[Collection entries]
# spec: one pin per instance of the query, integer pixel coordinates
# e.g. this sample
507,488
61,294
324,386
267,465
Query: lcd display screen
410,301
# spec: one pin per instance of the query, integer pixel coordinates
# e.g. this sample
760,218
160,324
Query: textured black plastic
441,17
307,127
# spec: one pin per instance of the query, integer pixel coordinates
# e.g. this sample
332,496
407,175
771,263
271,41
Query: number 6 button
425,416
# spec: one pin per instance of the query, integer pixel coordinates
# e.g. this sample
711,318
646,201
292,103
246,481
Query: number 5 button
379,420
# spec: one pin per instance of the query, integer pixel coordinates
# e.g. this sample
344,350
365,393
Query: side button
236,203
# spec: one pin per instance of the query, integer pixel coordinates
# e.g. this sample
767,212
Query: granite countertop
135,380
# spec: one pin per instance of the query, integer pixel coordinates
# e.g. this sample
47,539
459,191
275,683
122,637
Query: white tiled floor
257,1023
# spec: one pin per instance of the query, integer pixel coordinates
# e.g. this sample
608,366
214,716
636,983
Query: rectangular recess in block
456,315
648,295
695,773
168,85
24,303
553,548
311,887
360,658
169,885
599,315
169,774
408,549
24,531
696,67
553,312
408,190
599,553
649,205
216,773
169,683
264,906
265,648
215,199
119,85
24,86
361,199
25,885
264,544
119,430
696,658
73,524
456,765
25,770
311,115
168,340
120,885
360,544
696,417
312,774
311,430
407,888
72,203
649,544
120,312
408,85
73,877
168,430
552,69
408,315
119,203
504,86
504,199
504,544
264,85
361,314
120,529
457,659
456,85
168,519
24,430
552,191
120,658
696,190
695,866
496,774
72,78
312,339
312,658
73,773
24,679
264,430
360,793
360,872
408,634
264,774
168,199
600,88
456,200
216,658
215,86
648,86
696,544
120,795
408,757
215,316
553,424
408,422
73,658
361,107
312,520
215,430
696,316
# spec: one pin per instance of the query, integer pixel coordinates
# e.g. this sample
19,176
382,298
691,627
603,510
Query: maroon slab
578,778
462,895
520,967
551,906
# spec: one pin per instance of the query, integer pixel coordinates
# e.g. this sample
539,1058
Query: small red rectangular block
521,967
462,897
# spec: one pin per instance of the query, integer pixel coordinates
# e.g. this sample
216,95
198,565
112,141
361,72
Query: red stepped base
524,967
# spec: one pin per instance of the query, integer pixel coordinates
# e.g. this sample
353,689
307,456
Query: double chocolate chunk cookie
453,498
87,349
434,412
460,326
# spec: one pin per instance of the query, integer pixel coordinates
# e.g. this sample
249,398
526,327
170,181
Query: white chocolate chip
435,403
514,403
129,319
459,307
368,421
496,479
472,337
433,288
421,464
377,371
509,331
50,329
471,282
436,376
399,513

▶ Set problem
Output the entries exactly.

▶ Written solution
# spec: one pin per instance of the query, integer pixel coordinates
# e.g. this sample
507,488
61,294
324,386
267,465
Query: lcd display screen
410,301
# spec: one pin per instance of the query, integer pixel coordinates
# e.g. this sample
760,218
160,324
Query: textured black plastic
441,17
307,127
# spec: one pin per instance of the query, integer pixel coordinates
# e.g. this sample
332,496
407,175
771,263
271,41
Query: number 6 button
425,416
# spec: one pin per instance of the query, integer pixel coordinates
# e.g. this sample
711,318
646,201
292,103
246,481
Query: number 5 button
379,420
# spec: one pin per instance of the query, integer pixel coordinates
# e.g. this sample
344,350
365,393
Query: side button
236,203
# spec: one pin per instance of the query, integer pixel coordinates
# e.g. this sample
767,212
Query: granite countertop
135,380
# spec: one pin per instance of the query, integer pixel coordinates
# e.g. this sample
47,539
459,191
275,683
122,637
Query: white tiled floor
257,1023
# spec: one pin per instance of the query, integer pixel coordinates
# e.g. this sample
608,366
214,716
636,983
Query: rectangular recess in block
456,315
648,295
695,773
168,85
24,303
553,548
311,887
360,658
169,885
599,315
169,774
408,549
24,531
696,67
553,312
408,190
599,553
649,205
216,773
169,683
264,906
265,648
215,199
119,85
24,86
361,199
25,885
264,544
119,430
696,658
73,524
456,765
25,770
311,115
168,340
120,885
360,544
696,417
312,774
311,430
407,888
72,203
649,544
120,312
408,85
73,877
168,430
552,69
408,315
119,203
504,86
504,199
504,544
264,85
361,314
120,529
457,659
456,85
168,519
24,430
552,191
120,658
696,190
695,866
496,774
72,78
312,339
312,658
73,773
24,679
264,430
360,793
360,872
408,634
264,774
168,199
600,88
456,200
216,658
215,86
648,86
696,544
120,795
408,757
215,316
553,424
408,422
73,658
361,107
312,520
215,430
696,316
# spec: one pin per instance of the query, integer pixel coordinates
# e.g. this sample
19,176
382,298
691,627
603,510
Query: maroon slab
578,778
462,895
520,967
551,906
# spec: one pin per instance of the query, integer pixel coordinates
# e.g. this sample
539,1058
Query: small red rectangular block
521,967
462,897
# spec: one pin per instance of the query, integer pixel coordinates
# e.g. this sample
216,95
198,565
112,141
361,72
Query: red stepped base
524,967
# spec: one pin per instance of the query, integer pixel coordinates
# e.g. this sample
353,689
307,456
Query: double chocolate chunk cookie
453,498
87,349
434,412
460,326
# spec: one pin per instance of the query, integer pixel coordinates
# e.g. this sample
249,398
526,327
170,181
Query: white chocolate chip
435,403
514,403
129,319
459,307
368,421
496,479
472,337
433,288
421,464
377,371
509,331
50,329
471,282
436,376
399,513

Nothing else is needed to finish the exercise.